In the excerpt below about raising feminist children, what was the writer told as a child about sweeping?

| EXCERPT |
★ ★ ★ ★ ★ ★ ★

It starts from birth.

And really, from before then.

Adichie’s work speaks against those voices that parents are listening to before they’ve even given birth—before they’ve even started to wonder if and how they will raise feminist children. Those other women and men offering up practical—and damaging—advice are not to be underestimated in the struggle for equality. Well-meaning individuals, it seems, might be the death of the movement.

I remember being told as a child to “bend down properly while sweeping, like a girl.” Which meant that sweeping was about being female. I wish I had been told simply “bend down and sweep properly because you’ll clean the floor better.” And I wish my brothers had been told the same thing.

“Sweep like a girl” seems like a small critique (and every girl/woman has her own collection of these), but embedded in the psyche with a million others like it, it has a lasting impact. In the same way that Ijeawele will need to put aside some of these messages to raise Chizalum, Adichie knows that raising a feminist daughter means refusing to mimic some of the lessons of her youth. No matter how minor some of these offensives seem, actual lives are at stake here.

★ ★ ★ ★ ★ ★ ★

| SUPPLIED INFORMATION |
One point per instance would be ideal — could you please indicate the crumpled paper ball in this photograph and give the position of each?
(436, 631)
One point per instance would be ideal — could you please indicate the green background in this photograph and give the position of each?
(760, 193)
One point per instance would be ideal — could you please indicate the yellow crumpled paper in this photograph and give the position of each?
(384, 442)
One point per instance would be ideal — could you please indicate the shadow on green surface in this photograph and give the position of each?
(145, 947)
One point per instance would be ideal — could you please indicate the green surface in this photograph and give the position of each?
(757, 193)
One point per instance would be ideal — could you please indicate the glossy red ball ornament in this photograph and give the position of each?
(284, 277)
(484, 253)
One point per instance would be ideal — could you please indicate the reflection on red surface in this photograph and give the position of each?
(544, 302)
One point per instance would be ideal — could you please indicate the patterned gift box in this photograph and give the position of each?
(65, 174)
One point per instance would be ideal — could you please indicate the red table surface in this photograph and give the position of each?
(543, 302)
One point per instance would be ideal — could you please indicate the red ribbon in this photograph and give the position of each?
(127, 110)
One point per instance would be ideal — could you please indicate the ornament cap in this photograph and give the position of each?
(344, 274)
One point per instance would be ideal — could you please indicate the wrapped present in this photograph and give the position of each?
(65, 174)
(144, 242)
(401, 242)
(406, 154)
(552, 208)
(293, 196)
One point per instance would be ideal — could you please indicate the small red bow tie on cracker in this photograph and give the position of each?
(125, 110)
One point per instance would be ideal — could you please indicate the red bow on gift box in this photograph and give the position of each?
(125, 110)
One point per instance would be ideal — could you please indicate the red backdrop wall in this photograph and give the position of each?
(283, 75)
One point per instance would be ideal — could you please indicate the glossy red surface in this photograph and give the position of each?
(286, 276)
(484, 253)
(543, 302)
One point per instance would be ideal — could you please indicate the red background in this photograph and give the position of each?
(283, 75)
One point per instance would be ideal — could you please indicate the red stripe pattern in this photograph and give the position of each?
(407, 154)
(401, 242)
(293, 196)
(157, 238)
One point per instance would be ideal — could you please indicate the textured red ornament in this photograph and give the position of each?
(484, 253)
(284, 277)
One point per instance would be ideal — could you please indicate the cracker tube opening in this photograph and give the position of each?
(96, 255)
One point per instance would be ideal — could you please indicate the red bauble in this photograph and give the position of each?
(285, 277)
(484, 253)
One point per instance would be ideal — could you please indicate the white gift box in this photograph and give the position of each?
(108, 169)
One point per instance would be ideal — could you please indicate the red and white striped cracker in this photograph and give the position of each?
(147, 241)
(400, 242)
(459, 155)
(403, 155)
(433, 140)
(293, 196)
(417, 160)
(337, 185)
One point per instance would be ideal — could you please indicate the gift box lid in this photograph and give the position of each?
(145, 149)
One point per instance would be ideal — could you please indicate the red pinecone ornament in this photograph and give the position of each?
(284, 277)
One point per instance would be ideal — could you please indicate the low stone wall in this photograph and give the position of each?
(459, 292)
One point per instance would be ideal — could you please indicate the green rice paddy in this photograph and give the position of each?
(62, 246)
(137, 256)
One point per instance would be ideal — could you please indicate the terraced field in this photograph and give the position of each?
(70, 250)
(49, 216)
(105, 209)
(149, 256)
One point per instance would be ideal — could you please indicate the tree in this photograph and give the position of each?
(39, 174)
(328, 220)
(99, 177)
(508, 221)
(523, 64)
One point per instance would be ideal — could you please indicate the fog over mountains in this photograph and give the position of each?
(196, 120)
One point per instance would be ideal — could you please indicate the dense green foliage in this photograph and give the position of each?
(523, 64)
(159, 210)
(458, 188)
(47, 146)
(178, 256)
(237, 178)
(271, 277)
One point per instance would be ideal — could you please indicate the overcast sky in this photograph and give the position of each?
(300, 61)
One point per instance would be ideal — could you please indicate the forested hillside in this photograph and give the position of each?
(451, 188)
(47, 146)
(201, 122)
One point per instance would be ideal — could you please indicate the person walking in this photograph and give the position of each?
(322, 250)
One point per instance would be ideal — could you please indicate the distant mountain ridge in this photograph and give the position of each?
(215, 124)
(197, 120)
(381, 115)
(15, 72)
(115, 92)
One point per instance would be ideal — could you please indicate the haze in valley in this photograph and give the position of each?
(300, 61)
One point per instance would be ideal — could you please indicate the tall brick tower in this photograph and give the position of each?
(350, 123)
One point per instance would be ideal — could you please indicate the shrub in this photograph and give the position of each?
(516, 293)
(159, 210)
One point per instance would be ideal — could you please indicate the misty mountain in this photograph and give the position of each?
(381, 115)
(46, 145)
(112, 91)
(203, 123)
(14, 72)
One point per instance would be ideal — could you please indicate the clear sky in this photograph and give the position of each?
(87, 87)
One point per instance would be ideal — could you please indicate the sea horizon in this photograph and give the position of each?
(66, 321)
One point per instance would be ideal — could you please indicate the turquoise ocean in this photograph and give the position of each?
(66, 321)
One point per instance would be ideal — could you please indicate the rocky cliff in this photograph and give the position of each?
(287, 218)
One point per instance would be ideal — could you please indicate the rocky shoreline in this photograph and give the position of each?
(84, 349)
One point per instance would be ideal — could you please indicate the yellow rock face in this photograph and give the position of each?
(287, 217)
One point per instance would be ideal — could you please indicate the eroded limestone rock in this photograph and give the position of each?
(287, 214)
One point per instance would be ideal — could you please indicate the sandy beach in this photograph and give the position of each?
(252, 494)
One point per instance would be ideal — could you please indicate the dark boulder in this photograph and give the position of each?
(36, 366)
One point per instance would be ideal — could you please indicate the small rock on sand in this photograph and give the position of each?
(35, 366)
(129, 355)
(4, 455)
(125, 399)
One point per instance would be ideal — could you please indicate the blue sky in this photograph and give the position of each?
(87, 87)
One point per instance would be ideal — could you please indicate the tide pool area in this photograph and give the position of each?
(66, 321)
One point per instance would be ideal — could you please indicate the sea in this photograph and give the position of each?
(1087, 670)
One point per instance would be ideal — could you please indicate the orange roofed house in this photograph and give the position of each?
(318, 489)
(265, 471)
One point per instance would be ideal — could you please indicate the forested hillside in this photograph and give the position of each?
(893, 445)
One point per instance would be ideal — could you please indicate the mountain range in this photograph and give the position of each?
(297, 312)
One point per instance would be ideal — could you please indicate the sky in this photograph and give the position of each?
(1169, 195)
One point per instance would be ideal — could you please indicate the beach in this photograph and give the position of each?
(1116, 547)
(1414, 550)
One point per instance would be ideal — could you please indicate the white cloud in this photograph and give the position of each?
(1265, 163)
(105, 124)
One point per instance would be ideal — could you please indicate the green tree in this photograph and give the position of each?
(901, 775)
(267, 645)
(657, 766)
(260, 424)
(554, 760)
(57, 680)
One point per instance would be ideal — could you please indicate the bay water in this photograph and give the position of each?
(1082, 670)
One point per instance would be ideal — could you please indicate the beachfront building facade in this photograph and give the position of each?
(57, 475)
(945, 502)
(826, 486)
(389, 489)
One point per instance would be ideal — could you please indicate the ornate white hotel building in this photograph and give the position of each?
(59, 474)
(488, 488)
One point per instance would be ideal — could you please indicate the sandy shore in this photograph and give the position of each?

★ ★ ★ ★ ★ ★ ★

| EXERCISE RESULT |
To "bend down properly while sweeping, like a girl."